- _CONSIGNE_: Recopiez fidèlement, dans l'extrait consacré à la fabrication additive métallique, le passage allant de « Des performances remarquables… » jusqu'à « fabrication additive métallique. ».

- _SECTION DE TEXTE_:
>>>

La fabrication additive métallique: une technologie à ses débuts

Véritable révolution technologique, la fabrication additive offre de nombreux avantages, notamment dans l’industrie microtechnique. À condition toutefois qu’elle soit correctement utilisée. Et que les constructeurs améliorent la fiabilité et la productivité de leurs équipements, tout en développant les outils de contrôle nécessaires pour en faire une véritable méthode de production.
Pour la première fois dans la construction d’un moteur destiné à l’aviation civile, le constructeur américain GE Additive a réussi, grâce à la fabrication additive, à combiner 855 composants individuels en seulement douze assemblages complexes pour son turbopropulseur Turboprop Advanced (ATP).

 
La fabrication additive métallique: des performances et des réserves (Source: GE Additive)
 
 

Des performances remarquables…
«La fabrication additive est utilisée pour la production de plus d’un tiers des composants de ce nouveau moteur», annonce Paul Corkery, responsable du programme ATP. «Ce qui nous a permis d’alléger son poids de 5 %, d’améliorer la puissance de 10 %, tout en réduisant la consommation de carburant de 20 %. Sa maintenance est plus simple et son développement a été réduit de douze mois», ajoute-t-il. Aucune technologie ne peut assurer toutes ces performances en même temps. Peut-on pour autant crier victoire ?
 
… mais des spécialistes réservés
Plusieurs spécialistes – et pas des moindres, car ils représentent des poids lourds de l’industrie, comme Trumpf ou Siemens – réunis récemment lors d’une table ronde sur ce sujet lors du salon américain Photonics West, sont plus réservés en ce qui concerne les possibilités de la fabrication additive métallique.
«Je pense que cette technologie est une réalité et qu’elle révolutionnera la fabrication industrielle, mais pas aussi vite que le prévoient certains», avertit Peter Leibinger, directeur technique et vice-président du comité de direction du groupe Trumpf. «Nous avons eu besoin d’une trentaine d’années pour développer une technologie comme la découpe laser – un procédé relativement simple par rapport à la fabrication additive – et on peut toujours la perfectionner. Alors, les attentes doivent être corrélées avec le temps qui sera nécessaire pour développer des machines de fabrication additive fiables et productives. Sinon, les désillusions seront nombreuses, ce qui serait très dommageable», poursuit-il. Pour ce spécialiste, les acteurs de cette nouvelle industrie doivent mieux informer les utilisateurs pour qu’ils puissent tirer pleinement profit de cette technologie.

<<<

- _DONNÉES ENREGISTRÉES_:
>>>

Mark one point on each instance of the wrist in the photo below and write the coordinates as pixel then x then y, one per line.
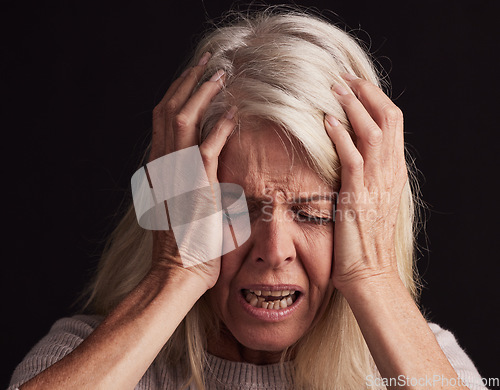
pixel 370 286
pixel 171 277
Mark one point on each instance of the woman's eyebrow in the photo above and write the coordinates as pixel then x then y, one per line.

<<<

- _RÉPONSE CI-DESSOUS_:
Des performances remarquables…
«La fabrication additive est utilisée pour la production de plus d’un tiers des composants de ce nouveau moteur», annonce Paul Corkery, responsable du programme ATP. «Ce qui nous a permis d’alléger son poids de 5 %, d’améliorer la puissance de 10 %, tout en réduisant la consommation de carburant de 20 %. Sa maintenance est plus simple et son développement a été réduit de douze mois», ajoute-t-il. Aucune technologie ne peut assurer toutes ces performances en même temps. Peut-on pour autant crier victoire ?
 
… mais des spécialistes réservés
Plusieurs spécialistes – et pas des moindres, car ils représentent des poids lourds de l’industrie, comme Trumpf ou Siemens – réunis récemment lors d’une table ronde sur ce sujet lors du salon américain Photonics West, sont plus réservés en ce qui concerne les possibilités de la fabrication additive métallique.